(Point annotation dataset records)
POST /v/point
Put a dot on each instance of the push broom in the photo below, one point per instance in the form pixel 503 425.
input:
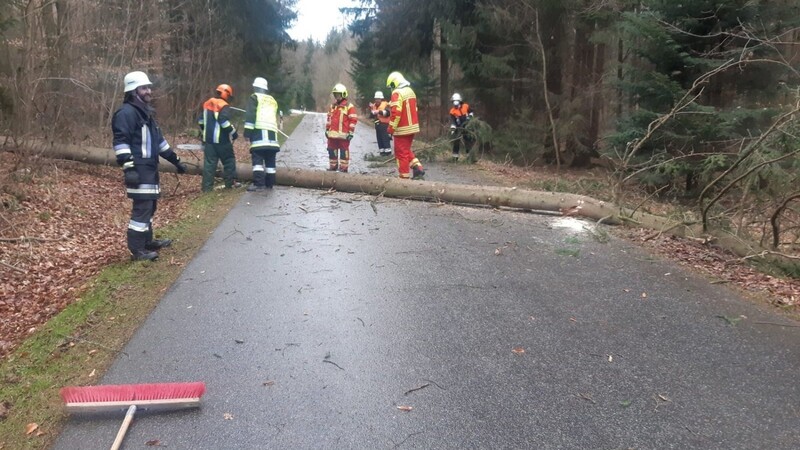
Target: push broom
pixel 150 397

◆ **INSTRUCTION**: Copy every line of the records above word for word, leaving out the pictures.

◆ **ANSWER TO THIS PROBLEM**:
POST /v/point
Put a dot on each instance of the push broom in the photo below, one point per instance in the form pixel 503 425.
input:
Target: push broom
pixel 150 397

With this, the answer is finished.